* **Exercise task 1**
In the records below, copy out word for word the lines that begin at the line containing "Could you point out the small" and end after the line containing "<point>376,74</point>".

* **Passage shown**
## START
From Wikipedia, the free encyclopedia
The information superhighway or
infobahn was a popular term used through the 1990s
to refer to digital communication systems and the internet telecommunications network.
It is associated with United States Senator and later
Vice-President Al Gore.[1]
Definitions
There are a number of definitions of this term. Wired Style:
Principles of English Usage in the Digital Age defines the
term as "the whole digital enchilada - interactive, cable,
broadband, 500-channel [...] then-Senator Al Gore Jr.introduced it
at a 1978 meeting of computer industry folk, in homage to his
father , Senator Albert Gore Sr" (71).
The McGraw-Hill Computer Desktop Encyclopedia defines
the term as, "a proposed high-speed communications system that was
touted by the Clinton/Gore administration to enhance education in
America in the 21st Century. Its purpose was to help all citizens
regardless of their income level. The Internet was originally cited
as a model for this superhighway; however, with the explosion of
the World Wide
Web, the Internet became the information superhighway"
(464).
The Oxford English
Dictionary (OED) defines the term as "a route or network
for the high-speed transfer of information; esp. (a) a proposed
national fiber-optic network in the United States; (b) the Internet." The OED also cites
usage of this term in three periodicals:
- 1964, M. Brotherton. The McGraw-Hill Book Company published,
"Masers and Lasers; How They Work, What They Do." On Page 5,
Brotherton writes about laser beams and uses the term
"superhighways" for communication.
- the January 3, 1983 issue of Newsweek: "...information superhighways
being built of fiber-optic cable will link Boston, New York,
Philadelphia, and Washington, D. C. in a 776-mile system on the
East Coast."
## END
* **Point labeling dataset excerpts**
## START
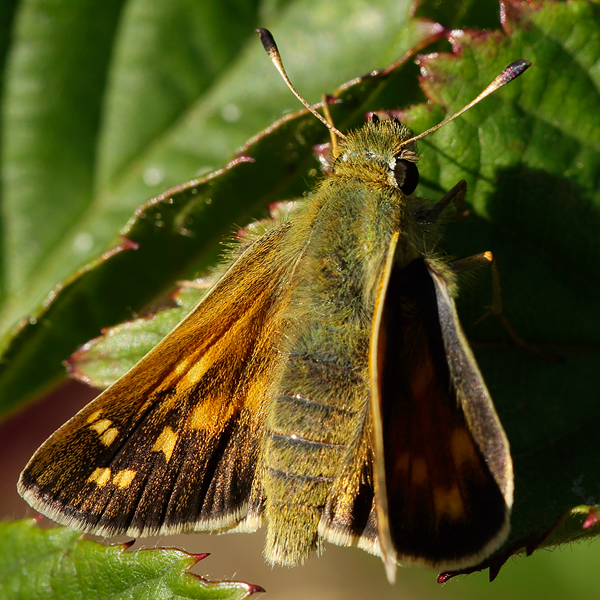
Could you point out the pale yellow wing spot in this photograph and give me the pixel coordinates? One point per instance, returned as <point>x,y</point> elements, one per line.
<point>123,478</point>
<point>94,416</point>
<point>419,473</point>
<point>448,503</point>
<point>109,436</point>
<point>165,442</point>
<point>100,477</point>
<point>101,426</point>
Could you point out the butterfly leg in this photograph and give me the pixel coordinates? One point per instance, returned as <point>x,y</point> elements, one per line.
<point>485,259</point>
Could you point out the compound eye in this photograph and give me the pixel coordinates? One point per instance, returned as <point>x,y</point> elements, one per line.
<point>407,176</point>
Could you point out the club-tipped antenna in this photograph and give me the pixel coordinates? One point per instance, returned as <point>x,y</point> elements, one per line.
<point>511,72</point>
<point>271,48</point>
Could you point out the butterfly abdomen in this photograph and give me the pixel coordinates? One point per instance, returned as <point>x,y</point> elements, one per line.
<point>322,389</point>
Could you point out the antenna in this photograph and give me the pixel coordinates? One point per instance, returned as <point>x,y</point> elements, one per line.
<point>511,72</point>
<point>271,48</point>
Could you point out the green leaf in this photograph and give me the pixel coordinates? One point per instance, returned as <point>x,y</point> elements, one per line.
<point>59,563</point>
<point>531,169</point>
<point>531,158</point>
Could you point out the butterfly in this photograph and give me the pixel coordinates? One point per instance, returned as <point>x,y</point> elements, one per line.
<point>323,385</point>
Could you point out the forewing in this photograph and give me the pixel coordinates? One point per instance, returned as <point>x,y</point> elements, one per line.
<point>173,444</point>
<point>443,477</point>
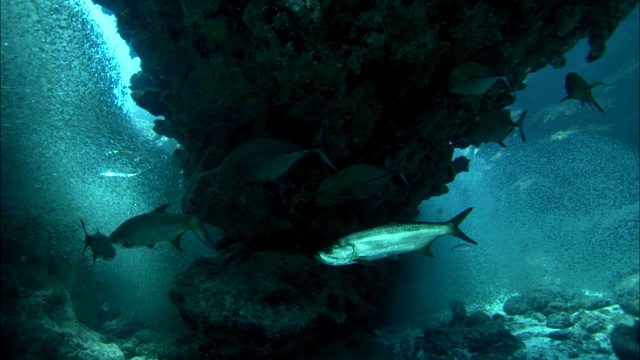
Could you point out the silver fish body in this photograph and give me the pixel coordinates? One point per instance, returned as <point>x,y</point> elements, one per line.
<point>158,227</point>
<point>391,240</point>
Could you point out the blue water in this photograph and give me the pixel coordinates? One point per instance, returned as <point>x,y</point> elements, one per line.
<point>560,210</point>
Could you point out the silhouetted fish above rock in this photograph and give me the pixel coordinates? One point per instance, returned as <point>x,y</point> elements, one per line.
<point>491,126</point>
<point>472,78</point>
<point>158,226</point>
<point>356,182</point>
<point>99,244</point>
<point>266,159</point>
<point>578,88</point>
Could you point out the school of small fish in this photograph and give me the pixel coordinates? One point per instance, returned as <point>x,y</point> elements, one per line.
<point>269,159</point>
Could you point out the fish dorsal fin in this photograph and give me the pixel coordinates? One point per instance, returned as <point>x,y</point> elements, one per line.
<point>426,251</point>
<point>83,228</point>
<point>365,262</point>
<point>161,209</point>
<point>176,241</point>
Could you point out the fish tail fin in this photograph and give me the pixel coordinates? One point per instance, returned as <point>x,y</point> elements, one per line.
<point>455,230</point>
<point>592,101</point>
<point>201,233</point>
<point>322,149</point>
<point>519,125</point>
<point>505,79</point>
<point>83,227</point>
<point>401,173</point>
<point>86,237</point>
<point>594,104</point>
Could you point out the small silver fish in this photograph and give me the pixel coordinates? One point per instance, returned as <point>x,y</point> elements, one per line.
<point>472,78</point>
<point>391,240</point>
<point>99,245</point>
<point>158,227</point>
<point>461,247</point>
<point>356,182</point>
<point>578,88</point>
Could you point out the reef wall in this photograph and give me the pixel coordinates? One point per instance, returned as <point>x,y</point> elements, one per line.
<point>366,82</point>
<point>375,73</point>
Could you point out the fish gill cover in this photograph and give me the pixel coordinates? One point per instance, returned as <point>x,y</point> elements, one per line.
<point>376,74</point>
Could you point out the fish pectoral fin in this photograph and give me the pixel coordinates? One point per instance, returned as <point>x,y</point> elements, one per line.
<point>285,182</point>
<point>426,251</point>
<point>161,209</point>
<point>365,262</point>
<point>176,241</point>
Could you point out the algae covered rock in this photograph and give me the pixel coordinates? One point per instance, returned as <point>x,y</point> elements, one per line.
<point>271,303</point>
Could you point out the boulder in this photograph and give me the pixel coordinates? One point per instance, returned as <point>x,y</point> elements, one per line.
<point>269,305</point>
<point>624,341</point>
<point>45,318</point>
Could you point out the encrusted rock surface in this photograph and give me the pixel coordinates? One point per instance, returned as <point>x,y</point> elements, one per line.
<point>224,72</point>
<point>274,305</point>
<point>375,75</point>
<point>42,325</point>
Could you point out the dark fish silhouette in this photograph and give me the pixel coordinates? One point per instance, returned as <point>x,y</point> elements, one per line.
<point>356,182</point>
<point>491,126</point>
<point>157,227</point>
<point>267,159</point>
<point>472,78</point>
<point>99,244</point>
<point>578,88</point>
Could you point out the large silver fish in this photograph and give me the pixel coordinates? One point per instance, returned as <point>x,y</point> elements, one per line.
<point>158,227</point>
<point>99,245</point>
<point>391,240</point>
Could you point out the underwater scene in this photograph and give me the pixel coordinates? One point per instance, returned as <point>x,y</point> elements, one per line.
<point>317,179</point>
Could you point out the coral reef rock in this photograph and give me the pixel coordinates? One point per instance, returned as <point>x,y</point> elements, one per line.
<point>272,304</point>
<point>46,318</point>
<point>222,73</point>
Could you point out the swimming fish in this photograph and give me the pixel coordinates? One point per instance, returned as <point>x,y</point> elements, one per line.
<point>491,126</point>
<point>472,78</point>
<point>578,88</point>
<point>391,240</point>
<point>461,247</point>
<point>157,227</point>
<point>99,245</point>
<point>267,159</point>
<point>356,182</point>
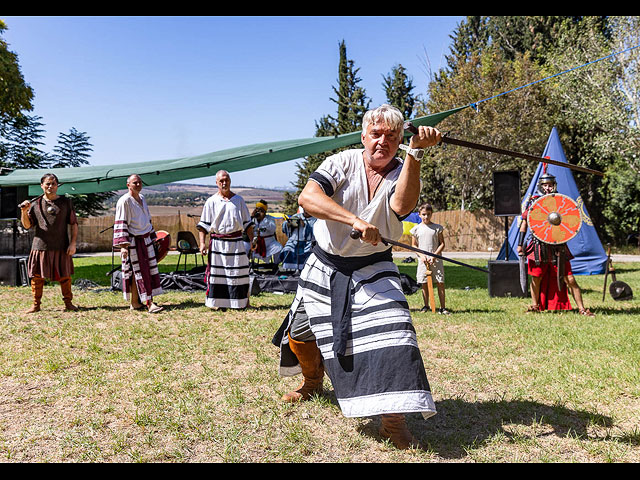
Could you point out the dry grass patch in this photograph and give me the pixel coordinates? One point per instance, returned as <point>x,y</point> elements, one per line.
<point>192,385</point>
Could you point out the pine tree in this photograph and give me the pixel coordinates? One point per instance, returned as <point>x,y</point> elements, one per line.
<point>73,150</point>
<point>398,89</point>
<point>352,103</point>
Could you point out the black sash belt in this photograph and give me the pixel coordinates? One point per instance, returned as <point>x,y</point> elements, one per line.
<point>340,283</point>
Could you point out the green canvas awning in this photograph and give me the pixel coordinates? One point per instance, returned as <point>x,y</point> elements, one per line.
<point>106,178</point>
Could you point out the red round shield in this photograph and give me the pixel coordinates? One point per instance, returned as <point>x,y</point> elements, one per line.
<point>163,241</point>
<point>554,218</point>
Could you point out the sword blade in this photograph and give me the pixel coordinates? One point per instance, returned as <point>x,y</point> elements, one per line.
<point>477,146</point>
<point>386,241</point>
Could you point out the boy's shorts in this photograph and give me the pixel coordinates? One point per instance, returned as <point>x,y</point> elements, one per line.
<point>437,271</point>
## END
* **Exercise task 2**
Answer these questions from the passage on the information superhighway above.
(a) With which United States senator and later vice-president is the term associated?
(b) According to Wired Style, in what year did he introduce the term at a meeting of computer industry folk?
(c) How long is the East Coast fiber-optic system described in the January 3, 1983 issue of Newsweek?

* **Task output 1**
Could you point out the small silver fish in this photograph and give me the pixel coordinates? One point per instance, returned as <point>x,y</point> elements, one per line.
<point>472,78</point>
<point>391,240</point>
<point>99,245</point>
<point>158,227</point>
<point>461,247</point>
<point>356,182</point>
<point>578,88</point>
Could you point out the reef wall in this photograph and give me the pixel coordinates? One point per instance, returned as <point>x,y</point> elements, one per line.
<point>366,82</point>
<point>375,73</point>
Could you point out the fish gill cover in this photograph and give me the pixel coordinates? One point per instance, returned as <point>x,y</point> elements, one per line.
<point>376,74</point>

* **Task output 2**
(a) Al Gore.
(b) 1978.
(c) 776 miles.